Consigna ->
Retoma el texto sobre el señor que se recibió de abogado a los 87 años y continúalo a partir de su última oración.

Texto fuente ->
■ ■ ■ ■ ■

Un 8 de julio de 2023 -las vueltas del destino hicieron que sea en el mismo mes que inspira su nombre- recibió el preciado título que lo califica como el Doctor Julio Victorino Schenone. “Lo veo y no lo puedo creer, tantos esfuerzos que uno hizo por ese cartón”, suspira. Ese instante se sumó inmediatamente a su colección personal de momentos muy felices: el día que se casó; el día que nació su hijo; el día que se sacó el 10 en la facultad; el día que nació su nieta Sofía; y el día de la ceremonia de colación. “Veo mi nombre en el título y no lo puedo creer”, admite, y entre risas confiesa que no descarta embarcarse en un posgrado, pero ahora su objetivo a corto plazo es empezar a ejercer la profesión que soló toda la vida.
“Estoy detrás de la matriculación porque de verdad quiero ejercer, pero es difícil que me contraten a mí, se suele buscar abogados con experiencia y prestigio, y no un señor que se recibió a los 87, pero quién me quita lo bailado: nadie”, dice con humor. Saca un papel del bolsillo de su saco y revela que trajo anotadas algunas recomendaciones para aquellos que quieran seguir sus pasos y retomar los estudios.
Con letra cursiva, el manuscrito sagrado dice: “Recomiendo que el estudiante comprenda lo que estudia, porque así se fijan más los conocimientos; que haga una vida sana para mantener la energía mental; mi paso por la universidad pública fue maravilloso y la Facultad de Derecho tiene de todo; es la que les aconsejo que elijan; si pueden el domingo acuéstense temprano, así el lunes comienzan con renovadas energías; el turno mañana me resultó el mejor para asimilar las ideas bien descansado; tengan en cuenta que al que estudia la sociedad lo valoriza y lo respeta, y que la inmensa satisfacción que se siente cuando se llega a la meta es indescriptible”, enuncia.

■ ■ ■ ■ ■

Datos registrados ->
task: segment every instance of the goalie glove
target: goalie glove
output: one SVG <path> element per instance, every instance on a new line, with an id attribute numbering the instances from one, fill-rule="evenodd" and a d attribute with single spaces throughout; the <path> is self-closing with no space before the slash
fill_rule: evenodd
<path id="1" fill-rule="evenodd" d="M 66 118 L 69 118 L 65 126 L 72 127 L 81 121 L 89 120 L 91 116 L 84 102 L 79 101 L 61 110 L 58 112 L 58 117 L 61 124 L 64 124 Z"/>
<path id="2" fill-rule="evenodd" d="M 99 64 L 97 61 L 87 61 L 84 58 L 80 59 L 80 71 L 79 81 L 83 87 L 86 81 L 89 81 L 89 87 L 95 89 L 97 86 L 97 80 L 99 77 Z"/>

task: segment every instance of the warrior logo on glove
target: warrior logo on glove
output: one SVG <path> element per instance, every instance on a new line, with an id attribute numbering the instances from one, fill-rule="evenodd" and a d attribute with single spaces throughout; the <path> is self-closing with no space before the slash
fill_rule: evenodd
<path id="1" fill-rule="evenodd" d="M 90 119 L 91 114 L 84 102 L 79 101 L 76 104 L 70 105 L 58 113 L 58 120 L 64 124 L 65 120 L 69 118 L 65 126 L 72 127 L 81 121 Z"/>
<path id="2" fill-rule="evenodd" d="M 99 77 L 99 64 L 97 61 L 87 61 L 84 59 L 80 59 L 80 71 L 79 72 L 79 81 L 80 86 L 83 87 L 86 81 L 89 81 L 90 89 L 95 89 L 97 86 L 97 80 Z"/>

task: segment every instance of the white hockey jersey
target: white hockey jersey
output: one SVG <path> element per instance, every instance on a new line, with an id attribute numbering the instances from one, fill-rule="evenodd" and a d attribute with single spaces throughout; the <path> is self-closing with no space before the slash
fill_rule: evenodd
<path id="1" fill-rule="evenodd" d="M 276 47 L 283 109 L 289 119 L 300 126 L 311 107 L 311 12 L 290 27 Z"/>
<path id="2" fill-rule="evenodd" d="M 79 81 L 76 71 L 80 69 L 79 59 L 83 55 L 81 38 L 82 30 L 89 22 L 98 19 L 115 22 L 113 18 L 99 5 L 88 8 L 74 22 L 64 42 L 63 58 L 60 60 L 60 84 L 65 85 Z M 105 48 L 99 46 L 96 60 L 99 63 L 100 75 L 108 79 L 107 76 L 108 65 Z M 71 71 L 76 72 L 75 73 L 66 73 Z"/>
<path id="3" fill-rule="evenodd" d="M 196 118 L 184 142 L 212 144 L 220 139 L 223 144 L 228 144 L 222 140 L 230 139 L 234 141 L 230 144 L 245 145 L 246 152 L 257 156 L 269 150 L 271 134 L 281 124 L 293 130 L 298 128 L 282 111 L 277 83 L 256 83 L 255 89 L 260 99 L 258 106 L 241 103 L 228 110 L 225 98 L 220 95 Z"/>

■ ■ ■ ■ ■

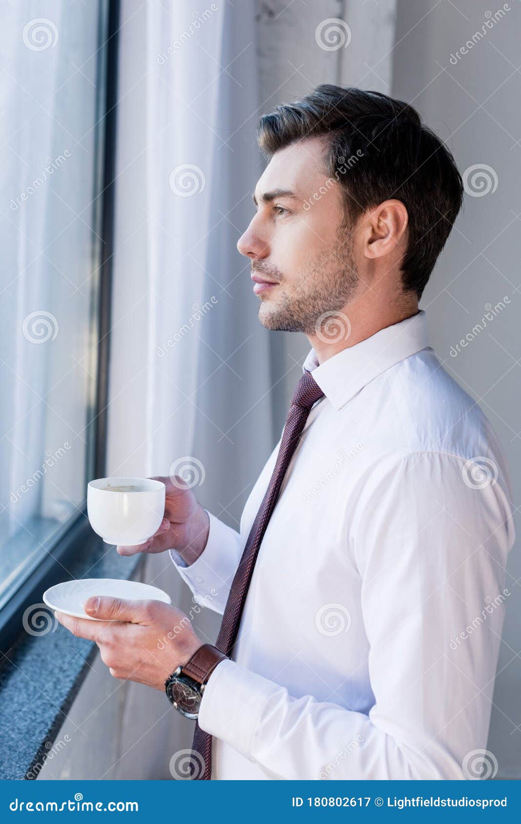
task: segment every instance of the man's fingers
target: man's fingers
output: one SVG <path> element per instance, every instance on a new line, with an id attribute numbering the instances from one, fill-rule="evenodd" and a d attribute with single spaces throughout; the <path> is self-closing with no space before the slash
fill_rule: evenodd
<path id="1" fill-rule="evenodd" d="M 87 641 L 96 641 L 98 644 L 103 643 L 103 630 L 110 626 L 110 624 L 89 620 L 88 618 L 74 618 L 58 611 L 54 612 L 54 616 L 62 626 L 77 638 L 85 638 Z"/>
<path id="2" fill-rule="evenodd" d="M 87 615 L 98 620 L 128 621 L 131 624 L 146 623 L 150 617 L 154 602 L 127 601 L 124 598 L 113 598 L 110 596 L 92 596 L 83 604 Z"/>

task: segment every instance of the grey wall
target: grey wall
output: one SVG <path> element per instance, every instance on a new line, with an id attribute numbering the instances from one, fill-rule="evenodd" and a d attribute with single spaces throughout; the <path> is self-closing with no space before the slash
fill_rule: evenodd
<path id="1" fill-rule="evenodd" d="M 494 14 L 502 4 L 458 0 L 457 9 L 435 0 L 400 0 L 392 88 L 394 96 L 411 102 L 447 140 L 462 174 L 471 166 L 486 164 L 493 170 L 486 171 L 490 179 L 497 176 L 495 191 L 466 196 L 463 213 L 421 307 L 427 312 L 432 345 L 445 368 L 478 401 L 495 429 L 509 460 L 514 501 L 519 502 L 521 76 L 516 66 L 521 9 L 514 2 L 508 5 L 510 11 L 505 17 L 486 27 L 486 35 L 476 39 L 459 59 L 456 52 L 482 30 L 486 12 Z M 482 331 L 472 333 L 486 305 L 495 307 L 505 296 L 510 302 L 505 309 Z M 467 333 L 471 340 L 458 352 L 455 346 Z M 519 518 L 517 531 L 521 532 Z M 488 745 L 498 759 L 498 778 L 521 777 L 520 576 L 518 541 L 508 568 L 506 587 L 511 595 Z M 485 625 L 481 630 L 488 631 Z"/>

■ ■ ■ ■ ■

Respuesta ->
En su tiempo libre Julio ama escuchar tango, suenan casi todo el día sus canciones preferidas en su casa, donde vive junto a su hijo, su nuera y su nieta de 6 años. Hay un tema en particular que siente que resume buena parte de su vida: “De mi barrio”, el tema de Roberto Polaco Goyeneche, de 1923. “Yo de mi barrio era la piba más bonita, en un colegio de monjas me eduqué, y aunque mis viejos no tenían mucha guita, con familias bacanas me traté. Y por culpa de ese trato abacanado, ser niña bien fue mi única ilusión”, dice una de las estrofas que más lo identifican. “Si le cambiamos niña por niño, es exacto a la búsqueda de aceptación que tuve, y eso que en su momento tuve un gran pasar económico, pude tener propiedades, pero después fui perdiendo todo, justamente por querer pertenecer y abarcar más de lo que podía”, reconoce.
No hay lugar para el arrepentimiento, su personalidad lo empuja hacia adelante y son muchos más los hechos que confirman que predicó con el ejemplo desde la bondad, supo valorarse a sí mismo, cultivó su autoestima y se reconstruyó en cada uno de las lecciones que la vida le enseñó. Hoy es él a quien felicitan y toman como referente por la calidad de sus vivencias. En su barrio todos lo conocen, le dicen que es famoso por las entrevistas que brindó, y verdaderamente, tomarse un café con el Doctor Julio alimenta la ilusión y reaviva la célebre frase de que ‘nunca es tarde’ para perseguir los pendientes del corazón.